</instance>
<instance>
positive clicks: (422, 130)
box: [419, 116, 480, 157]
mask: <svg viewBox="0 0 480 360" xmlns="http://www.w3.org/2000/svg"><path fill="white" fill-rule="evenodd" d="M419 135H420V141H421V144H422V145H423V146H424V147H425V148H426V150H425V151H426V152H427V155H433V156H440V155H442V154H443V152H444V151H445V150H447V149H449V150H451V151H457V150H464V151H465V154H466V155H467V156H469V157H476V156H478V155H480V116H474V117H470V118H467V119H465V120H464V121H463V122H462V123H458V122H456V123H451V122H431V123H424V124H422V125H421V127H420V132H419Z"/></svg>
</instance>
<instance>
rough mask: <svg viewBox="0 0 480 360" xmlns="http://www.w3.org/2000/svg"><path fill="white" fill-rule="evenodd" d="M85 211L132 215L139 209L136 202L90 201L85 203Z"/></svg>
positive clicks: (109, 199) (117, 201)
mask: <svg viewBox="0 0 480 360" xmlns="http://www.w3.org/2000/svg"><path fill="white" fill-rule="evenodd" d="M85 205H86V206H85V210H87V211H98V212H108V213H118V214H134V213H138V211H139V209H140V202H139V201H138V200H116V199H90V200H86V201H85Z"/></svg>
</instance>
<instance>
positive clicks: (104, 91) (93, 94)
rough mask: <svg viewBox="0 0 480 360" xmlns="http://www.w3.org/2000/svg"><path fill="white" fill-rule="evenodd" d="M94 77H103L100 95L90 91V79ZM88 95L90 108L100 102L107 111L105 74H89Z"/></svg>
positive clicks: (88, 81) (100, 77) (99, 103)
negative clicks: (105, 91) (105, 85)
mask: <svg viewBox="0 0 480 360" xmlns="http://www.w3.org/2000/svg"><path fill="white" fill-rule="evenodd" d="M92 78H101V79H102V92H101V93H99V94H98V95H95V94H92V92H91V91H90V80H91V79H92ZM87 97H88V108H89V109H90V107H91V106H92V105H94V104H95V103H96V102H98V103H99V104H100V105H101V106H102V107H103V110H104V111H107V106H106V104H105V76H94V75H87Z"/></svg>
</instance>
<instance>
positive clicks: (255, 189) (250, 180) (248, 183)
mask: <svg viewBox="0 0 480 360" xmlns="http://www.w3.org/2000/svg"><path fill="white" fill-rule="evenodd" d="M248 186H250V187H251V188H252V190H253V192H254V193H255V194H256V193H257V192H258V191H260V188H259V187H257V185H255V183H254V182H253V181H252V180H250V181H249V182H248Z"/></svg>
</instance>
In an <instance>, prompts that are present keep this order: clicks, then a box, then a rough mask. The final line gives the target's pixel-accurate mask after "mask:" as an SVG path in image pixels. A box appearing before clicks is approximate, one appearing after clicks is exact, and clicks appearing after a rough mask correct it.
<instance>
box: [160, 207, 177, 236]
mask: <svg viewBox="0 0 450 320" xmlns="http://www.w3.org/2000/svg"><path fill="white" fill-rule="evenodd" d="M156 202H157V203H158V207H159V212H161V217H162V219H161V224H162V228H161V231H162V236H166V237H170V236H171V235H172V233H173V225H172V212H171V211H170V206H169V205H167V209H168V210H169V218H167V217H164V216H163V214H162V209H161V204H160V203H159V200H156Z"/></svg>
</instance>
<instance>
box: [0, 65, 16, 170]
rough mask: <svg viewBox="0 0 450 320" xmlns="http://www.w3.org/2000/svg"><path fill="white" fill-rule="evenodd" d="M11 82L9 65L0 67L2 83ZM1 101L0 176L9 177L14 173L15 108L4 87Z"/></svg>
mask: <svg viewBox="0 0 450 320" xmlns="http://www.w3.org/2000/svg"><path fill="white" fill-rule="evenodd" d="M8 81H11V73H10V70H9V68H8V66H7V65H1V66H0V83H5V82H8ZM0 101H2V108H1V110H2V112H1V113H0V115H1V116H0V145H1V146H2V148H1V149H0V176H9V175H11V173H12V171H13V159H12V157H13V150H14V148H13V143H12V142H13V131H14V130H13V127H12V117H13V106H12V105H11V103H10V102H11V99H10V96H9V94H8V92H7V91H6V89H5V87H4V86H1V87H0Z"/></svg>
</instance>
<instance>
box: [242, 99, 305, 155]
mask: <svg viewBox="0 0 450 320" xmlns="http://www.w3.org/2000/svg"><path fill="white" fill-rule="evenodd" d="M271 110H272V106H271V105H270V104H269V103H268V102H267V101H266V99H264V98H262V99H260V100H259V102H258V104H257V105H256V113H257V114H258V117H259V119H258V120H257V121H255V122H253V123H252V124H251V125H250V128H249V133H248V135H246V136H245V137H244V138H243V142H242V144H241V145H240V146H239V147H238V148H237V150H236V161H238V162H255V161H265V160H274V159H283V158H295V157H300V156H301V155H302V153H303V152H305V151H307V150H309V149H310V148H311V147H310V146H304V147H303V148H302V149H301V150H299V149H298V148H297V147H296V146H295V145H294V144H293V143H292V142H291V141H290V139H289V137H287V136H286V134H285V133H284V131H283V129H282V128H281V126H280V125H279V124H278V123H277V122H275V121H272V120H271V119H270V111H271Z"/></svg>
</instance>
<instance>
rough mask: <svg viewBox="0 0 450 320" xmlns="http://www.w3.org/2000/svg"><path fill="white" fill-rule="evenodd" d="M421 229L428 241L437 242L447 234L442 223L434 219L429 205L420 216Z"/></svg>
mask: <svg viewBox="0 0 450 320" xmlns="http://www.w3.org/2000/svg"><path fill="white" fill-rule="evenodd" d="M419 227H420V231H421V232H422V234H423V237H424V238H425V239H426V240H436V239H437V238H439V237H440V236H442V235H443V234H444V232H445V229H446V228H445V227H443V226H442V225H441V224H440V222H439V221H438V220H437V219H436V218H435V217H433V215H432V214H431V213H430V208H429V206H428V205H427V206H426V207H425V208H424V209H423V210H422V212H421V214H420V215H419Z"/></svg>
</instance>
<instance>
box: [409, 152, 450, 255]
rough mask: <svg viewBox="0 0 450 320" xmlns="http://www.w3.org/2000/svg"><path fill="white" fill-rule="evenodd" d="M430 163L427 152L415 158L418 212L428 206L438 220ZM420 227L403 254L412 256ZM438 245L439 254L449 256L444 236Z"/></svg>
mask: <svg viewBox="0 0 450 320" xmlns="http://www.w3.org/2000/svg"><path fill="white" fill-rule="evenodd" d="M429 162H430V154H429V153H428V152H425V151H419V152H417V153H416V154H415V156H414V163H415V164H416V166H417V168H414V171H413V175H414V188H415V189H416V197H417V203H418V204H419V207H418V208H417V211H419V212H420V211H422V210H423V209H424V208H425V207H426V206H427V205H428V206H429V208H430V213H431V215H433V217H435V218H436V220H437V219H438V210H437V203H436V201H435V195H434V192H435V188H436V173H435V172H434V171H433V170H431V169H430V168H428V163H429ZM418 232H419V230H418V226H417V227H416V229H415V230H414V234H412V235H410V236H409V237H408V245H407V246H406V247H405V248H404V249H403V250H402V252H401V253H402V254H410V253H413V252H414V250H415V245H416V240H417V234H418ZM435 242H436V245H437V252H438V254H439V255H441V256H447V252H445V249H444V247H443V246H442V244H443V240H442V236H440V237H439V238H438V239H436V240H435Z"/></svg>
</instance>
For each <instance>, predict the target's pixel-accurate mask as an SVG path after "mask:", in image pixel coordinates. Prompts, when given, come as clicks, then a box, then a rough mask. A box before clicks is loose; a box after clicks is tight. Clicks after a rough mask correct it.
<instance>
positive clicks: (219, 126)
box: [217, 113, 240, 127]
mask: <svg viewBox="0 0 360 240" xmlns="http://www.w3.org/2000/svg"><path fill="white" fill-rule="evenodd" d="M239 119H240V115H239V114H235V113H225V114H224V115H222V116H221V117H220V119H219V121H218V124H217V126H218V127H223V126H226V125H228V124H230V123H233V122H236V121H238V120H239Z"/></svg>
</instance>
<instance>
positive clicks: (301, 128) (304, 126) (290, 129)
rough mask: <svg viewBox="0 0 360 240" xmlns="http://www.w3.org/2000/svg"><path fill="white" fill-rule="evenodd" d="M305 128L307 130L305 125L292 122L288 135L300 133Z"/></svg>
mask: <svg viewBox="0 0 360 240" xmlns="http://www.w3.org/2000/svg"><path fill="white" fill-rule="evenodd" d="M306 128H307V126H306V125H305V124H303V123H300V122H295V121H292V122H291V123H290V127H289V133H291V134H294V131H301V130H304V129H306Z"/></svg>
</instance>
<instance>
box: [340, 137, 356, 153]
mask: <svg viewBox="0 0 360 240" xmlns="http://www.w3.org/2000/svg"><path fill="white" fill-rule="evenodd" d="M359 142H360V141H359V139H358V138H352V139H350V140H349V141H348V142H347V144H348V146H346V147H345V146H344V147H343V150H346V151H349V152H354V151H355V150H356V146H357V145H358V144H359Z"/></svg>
================================
YOUR TASK:
Give back precisely the lines above that start at the line containing "positive clicks: (109, 199) (117, 201)" and end at the line containing "positive clicks: (104, 91) (93, 94)", inclusive. No other lines belong in the output.

RESULT:
positive clicks: (109, 199) (117, 201)
mask: <svg viewBox="0 0 480 360" xmlns="http://www.w3.org/2000/svg"><path fill="white" fill-rule="evenodd" d="M85 205H86V206H85V210H87V211H98V212H108V213H118V214H134V213H138V211H139V209H140V202H139V201H138V200H116V199H90V200H86V201H85Z"/></svg>
</instance>
<instance>
positive clicks: (104, 91) (93, 94)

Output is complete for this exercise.